Region pointing data:
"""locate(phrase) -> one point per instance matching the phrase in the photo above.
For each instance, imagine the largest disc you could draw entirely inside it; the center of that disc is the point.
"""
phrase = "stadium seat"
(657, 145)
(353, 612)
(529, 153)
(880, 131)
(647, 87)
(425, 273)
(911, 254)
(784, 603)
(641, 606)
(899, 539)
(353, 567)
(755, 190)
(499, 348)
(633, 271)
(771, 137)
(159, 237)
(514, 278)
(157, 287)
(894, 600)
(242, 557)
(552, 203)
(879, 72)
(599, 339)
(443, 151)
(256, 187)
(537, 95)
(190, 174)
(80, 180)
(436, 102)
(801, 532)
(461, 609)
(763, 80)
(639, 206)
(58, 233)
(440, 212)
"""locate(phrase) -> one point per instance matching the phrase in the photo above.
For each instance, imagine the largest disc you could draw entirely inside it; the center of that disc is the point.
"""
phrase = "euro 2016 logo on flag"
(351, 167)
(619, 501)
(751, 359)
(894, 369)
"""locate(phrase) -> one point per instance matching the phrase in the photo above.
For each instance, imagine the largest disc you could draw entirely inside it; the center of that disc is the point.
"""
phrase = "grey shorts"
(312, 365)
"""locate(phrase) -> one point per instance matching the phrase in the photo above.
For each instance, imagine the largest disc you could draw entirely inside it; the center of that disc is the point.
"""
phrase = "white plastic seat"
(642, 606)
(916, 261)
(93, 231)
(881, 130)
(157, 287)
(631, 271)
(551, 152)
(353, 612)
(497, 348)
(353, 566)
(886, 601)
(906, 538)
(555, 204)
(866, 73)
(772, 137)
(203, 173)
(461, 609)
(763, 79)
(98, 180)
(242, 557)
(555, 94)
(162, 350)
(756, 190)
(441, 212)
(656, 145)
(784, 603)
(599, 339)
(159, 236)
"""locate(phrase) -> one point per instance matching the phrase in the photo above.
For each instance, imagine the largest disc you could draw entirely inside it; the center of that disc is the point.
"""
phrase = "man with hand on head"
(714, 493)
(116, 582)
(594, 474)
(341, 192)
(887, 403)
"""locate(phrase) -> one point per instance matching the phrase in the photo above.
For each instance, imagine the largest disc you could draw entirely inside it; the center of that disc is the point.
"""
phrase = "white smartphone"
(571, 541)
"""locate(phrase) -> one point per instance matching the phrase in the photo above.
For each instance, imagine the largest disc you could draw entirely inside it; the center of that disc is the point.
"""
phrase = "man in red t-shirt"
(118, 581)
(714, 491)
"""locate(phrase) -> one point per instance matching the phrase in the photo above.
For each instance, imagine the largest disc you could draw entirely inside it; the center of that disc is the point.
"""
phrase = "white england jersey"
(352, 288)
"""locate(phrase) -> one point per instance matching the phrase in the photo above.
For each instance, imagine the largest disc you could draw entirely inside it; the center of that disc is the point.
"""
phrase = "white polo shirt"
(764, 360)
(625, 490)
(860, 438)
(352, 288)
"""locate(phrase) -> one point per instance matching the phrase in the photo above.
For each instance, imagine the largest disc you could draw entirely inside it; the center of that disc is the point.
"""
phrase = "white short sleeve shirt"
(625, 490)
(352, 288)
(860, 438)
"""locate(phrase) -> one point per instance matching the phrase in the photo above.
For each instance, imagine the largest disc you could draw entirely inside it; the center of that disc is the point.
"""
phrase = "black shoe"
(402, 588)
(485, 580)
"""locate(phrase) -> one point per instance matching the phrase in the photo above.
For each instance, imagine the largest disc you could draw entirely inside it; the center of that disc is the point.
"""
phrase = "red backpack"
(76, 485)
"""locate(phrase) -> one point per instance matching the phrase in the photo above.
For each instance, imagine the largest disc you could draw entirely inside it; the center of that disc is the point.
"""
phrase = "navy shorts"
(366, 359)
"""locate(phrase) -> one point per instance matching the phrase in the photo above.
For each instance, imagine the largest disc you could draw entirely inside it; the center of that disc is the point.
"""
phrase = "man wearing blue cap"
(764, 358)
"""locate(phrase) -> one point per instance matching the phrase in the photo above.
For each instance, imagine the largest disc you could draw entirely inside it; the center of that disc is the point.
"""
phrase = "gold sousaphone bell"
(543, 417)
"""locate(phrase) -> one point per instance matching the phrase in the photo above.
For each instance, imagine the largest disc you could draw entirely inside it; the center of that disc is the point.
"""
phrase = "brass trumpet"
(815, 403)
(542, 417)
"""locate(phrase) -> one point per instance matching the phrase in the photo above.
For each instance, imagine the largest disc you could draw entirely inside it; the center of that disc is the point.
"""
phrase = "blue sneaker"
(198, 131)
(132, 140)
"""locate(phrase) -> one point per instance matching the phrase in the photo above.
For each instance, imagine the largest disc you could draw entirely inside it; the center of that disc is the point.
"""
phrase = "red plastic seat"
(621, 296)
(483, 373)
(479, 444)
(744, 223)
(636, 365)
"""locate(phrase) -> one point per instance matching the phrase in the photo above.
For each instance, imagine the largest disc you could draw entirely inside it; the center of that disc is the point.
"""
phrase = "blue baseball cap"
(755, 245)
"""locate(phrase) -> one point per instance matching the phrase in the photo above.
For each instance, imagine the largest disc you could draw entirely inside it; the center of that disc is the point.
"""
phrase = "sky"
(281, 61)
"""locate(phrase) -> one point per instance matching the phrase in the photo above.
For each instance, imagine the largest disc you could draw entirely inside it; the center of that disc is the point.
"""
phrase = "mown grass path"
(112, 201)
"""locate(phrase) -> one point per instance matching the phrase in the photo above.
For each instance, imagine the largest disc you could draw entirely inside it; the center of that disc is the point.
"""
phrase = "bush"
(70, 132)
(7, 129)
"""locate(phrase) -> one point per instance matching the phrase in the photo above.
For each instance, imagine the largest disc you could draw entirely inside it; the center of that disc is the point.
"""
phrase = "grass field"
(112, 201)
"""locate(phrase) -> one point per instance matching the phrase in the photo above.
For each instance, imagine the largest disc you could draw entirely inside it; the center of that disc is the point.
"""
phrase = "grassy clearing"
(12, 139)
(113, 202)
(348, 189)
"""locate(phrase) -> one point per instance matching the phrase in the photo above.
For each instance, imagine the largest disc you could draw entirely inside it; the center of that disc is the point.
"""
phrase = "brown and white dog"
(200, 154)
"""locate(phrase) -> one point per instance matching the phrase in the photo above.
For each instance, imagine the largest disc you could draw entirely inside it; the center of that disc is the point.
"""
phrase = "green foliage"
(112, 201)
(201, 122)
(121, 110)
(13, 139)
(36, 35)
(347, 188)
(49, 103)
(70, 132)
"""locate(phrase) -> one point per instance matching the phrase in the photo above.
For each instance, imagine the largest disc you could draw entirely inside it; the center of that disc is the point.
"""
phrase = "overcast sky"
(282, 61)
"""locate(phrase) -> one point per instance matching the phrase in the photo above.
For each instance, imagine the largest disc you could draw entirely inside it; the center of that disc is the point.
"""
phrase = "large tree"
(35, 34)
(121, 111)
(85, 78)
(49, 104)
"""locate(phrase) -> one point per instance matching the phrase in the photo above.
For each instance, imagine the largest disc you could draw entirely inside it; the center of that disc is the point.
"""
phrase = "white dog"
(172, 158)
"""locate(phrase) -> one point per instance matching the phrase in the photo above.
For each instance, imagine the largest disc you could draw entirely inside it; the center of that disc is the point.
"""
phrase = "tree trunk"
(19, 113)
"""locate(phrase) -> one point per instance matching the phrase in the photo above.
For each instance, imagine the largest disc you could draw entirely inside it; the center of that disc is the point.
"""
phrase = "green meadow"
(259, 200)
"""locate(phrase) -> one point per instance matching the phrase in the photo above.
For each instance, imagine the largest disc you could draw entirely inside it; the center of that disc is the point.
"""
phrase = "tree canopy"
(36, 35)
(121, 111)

WHAT IS EXPECTED: Give the records again, unchanged and complete.

ANSWER FOR THIS EXERCISE:
"""locate(phrase) -> one point per instance matching the phrase in the photo above.
For each instance, imagine the largest disc you could draw entirely inside it; the center of that disc is the point.
"""
phrase = "stadium seat"
(657, 145)
(353, 612)
(529, 153)
(880, 131)
(647, 87)
(425, 273)
(911, 254)
(784, 603)
(641, 606)
(899, 539)
(353, 567)
(755, 190)
(499, 348)
(633, 271)
(771, 137)
(159, 237)
(514, 278)
(157, 287)
(894, 600)
(242, 557)
(552, 203)
(879, 72)
(599, 339)
(443, 151)
(256, 187)
(537, 95)
(190, 174)
(80, 180)
(436, 102)
(801, 532)
(461, 609)
(763, 80)
(639, 206)
(58, 233)
(440, 212)
"""locate(phrase) -> one point per instance matching the phrase in the photo above.
For each instance, imagine the largest disc you could draw entirely inside it; the center of that disc is the point.
"""
phrase = "euro 2016 logo on flag"
(351, 167)
(619, 501)
(751, 359)
(894, 369)
"""locate(phrase) -> one point per instance matching the phrase in the photo above.
For each instance, imagine the largest disc you could draw entirely inside it; the center of that disc is the point.
"""
phrase = "grey shorts"
(312, 365)
"""locate(phrase) -> one point per instance matching the phrase in the photo above.
For each instance, imagine the largest disc you could draw entirely inside it; the center of that disc is the point.
"""
phrase = "white plastic seat"
(642, 606)
(916, 261)
(93, 231)
(881, 130)
(157, 287)
(631, 271)
(551, 152)
(353, 612)
(497, 348)
(353, 566)
(886, 601)
(906, 538)
(555, 204)
(866, 73)
(772, 137)
(203, 173)
(461, 609)
(763, 79)
(98, 180)
(242, 557)
(555, 94)
(162, 350)
(756, 190)
(441, 212)
(656, 145)
(784, 603)
(599, 339)
(159, 236)
"""locate(phrase) -> one point per instance matching the phrase in the photo above.
For each instance, imagine the largest disc you could draw entirely inside it; the center of that disc is the point.
"""
phrase = "man with hand on head"
(714, 493)
(116, 582)
(594, 474)
(341, 192)
(887, 403)
"""locate(phrase) -> one point per instance matching the phrase in the photo above.
For each instance, imagine the largest disc you could draw entirely inside it; the center of that disc is the point.
"""
phrase = "white smartphone"
(571, 541)
"""locate(phrase) -> one point per instance matching the phrase in the photo above.
For each instance, imagine the largest disc you could draw entirely inside it; the center of that disc is the point.
"""
phrase = "man in red t-shirt"
(118, 581)
(714, 491)
"""locate(phrase) -> one point per instance matching the phrase in the photo above.
For each instance, imagine the largest disc you could draw entirely inside it; the center of that disc is the point.
"""
phrase = "white england jersey"
(352, 288)
"""locate(phrase) -> one point per instance matching the phrase in the photo above.
For each instance, imagine the largest disc you could draw entirely inside it; the center of that disc is the point.
"""
phrase = "white polo shirt"
(764, 360)
(625, 490)
(860, 438)
(352, 288)
"""locate(phrase) -> one point per instance matching the phrase in the photo above.
For each instance, imagine the largest disc you could draw entirely inside it; the center of that disc is the point.
"""
phrase = "white short sleeve shirt"
(625, 490)
(352, 288)
(860, 438)
"""locate(phrase) -> one point per instance matching the phrase in the photo above.
For each instance, imagine the largest disc you could draw entirely inside it; the center of that disc is the point.
"""
phrase = "black shoe"
(402, 588)
(485, 580)
"""locate(phrase) -> one point per instance matching the phrase in the photo above.
For each instance, imagine the largest disc you could draw entirely inside it; the center of that disc is the point.
"""
phrase = "red backpack"
(76, 485)
"""locate(phrase) -> one point per instance matching the phrase in the photo above.
For each instance, imagine the largest disc you could draw entirely inside it; the center of that disc is the point.
"""
phrase = "navy shorts"
(366, 359)
"""locate(phrase) -> one point per instance matching the phrase in the photo above.
For each instance, imagine the largest disc you could draw entirely inside it; the center of that disc is the point.
"""
phrase = "man wearing blue cap"
(764, 358)
"""locate(phrase) -> one point per instance matching the phrase in the photo above.
For each instance, imagine the largest disc you could draw entirely inside it; the center of that disc is the point.
"""
phrase = "gold sousaphone bell"
(543, 417)
"""locate(phrase) -> one point per instance matching the phrase in the photo above.
For each instance, imagine the largest disc you could draw entirely inside it; the center of that disc is the point.
"""
phrase = "brass trumpet"
(815, 403)
(542, 417)
"""locate(phrase) -> one point per instance matching the phrase in the photo above.
For each instance, imagine the largest disc you could draw entirely inside it; the center of that disc is the point.
"""
phrase = "blue sneaker"
(198, 131)
(132, 140)
"""locate(phrase) -> one point per instance matching the phrase in the photo above.
For each instance, imagine the largest disc you could draw entirely inside it; the center of that disc is the point.
"""
phrase = "red plastic seat"
(621, 296)
(483, 373)
(479, 444)
(744, 223)
(636, 365)
"""locate(phrase) -> one point per instance matching the phrase in the photo above.
For each instance, imagine the largest disc you could draw entirely inside it; the center of that disc is the point.
"""
phrase = "blue baseball cap"
(755, 245)
"""locate(phrase) -> one point per instance matching the phrase in the photo above.
For each instance, imagine the largest disc you could draw entirely inside it; the center of that disc is the point.
"""
phrase = "sky"
(281, 61)
"""locate(phrase) -> one point per instance matching the phrase in the photo above.
For each instance, imagine the largest disc you could draw entirely inside it; the center of that disc is the point.
"""
phrase = "mown grass path"
(112, 201)
"""locate(phrase) -> one point per instance matching the phrase in the photo above.
For each instance, imagine the largest disc you could draw entirely inside it; the center of that disc is the point.
"""
phrase = "bush"
(70, 132)
(7, 129)
"""locate(phrase) -> one point per instance matching the phrase in the photo above.
For each instance, imagine the largest disc you could draw entirely inside it; the center of that disc is the point.
"""
phrase = "grass field"
(112, 201)
"""locate(phrase) -> one point per instance matching the phrase in the photo above.
For each instance, imagine the largest disc you could draw entirely inside it; the center of that disc is the point.
"""
phrase = "grassy clearing"
(12, 139)
(113, 202)
(348, 189)
"""locate(phrase) -> one point per instance matching the phrase in the photo above.
For each instance, imagine the largest disc you could draw entirely inside it; the center of that disc is the point.
"""
phrase = "brown and white dog"
(200, 154)
"""locate(phrase) -> one point per instance matching the phrase in the photo above.
For each instance, imagine the largest disc you could draw entirely inside it; the center of that disc is the point.
"""
phrase = "green foliage"
(112, 201)
(201, 122)
(121, 110)
(13, 139)
(36, 35)
(347, 188)
(49, 103)
(70, 132)
"""locate(phrase) -> one point per instance matching the phrase in the photo above.
For each instance, imagine the largest disc you could draw entirely inside it; the center of that disc is the point.
"""
phrase = "overcast sky"
(282, 61)
"""locate(phrase) -> one point per instance matching the phrase in the photo above.
For each instance, imagine the largest disc you could draw entirely inside it; the center of that disc is the point.
"""
phrase = "large tree"
(35, 34)
(121, 111)
(85, 78)
(49, 104)
"""locate(phrase) -> one point per instance matching the phrase in the photo above.
For each instance, imagine the largest disc you could draw entirely inside it; the center of that disc is the point.
"""
phrase = "white dog"
(172, 158)
"""locate(phrase) -> one point per instance matching the phrase in the photo above.
For each instance, imagine the largest disc you could draw entirely inside it; the center of that disc is the point.
"""
phrase = "tree trunk"
(19, 113)
"""locate(phrase) -> one point per instance matching the phrase in the photo above.
For each instance, imagine the largest disc you could draw entirely inside it; the center of that disc is the point.
"""
phrase = "green meadow"
(259, 200)
"""locate(phrase) -> one point per instance matching the phrase in the photo above.
For each instance, imagine the largest disc you could draw entirely inside it; the center of that disc is the point.
"""
phrase = "tree canopy"
(36, 35)
(121, 111)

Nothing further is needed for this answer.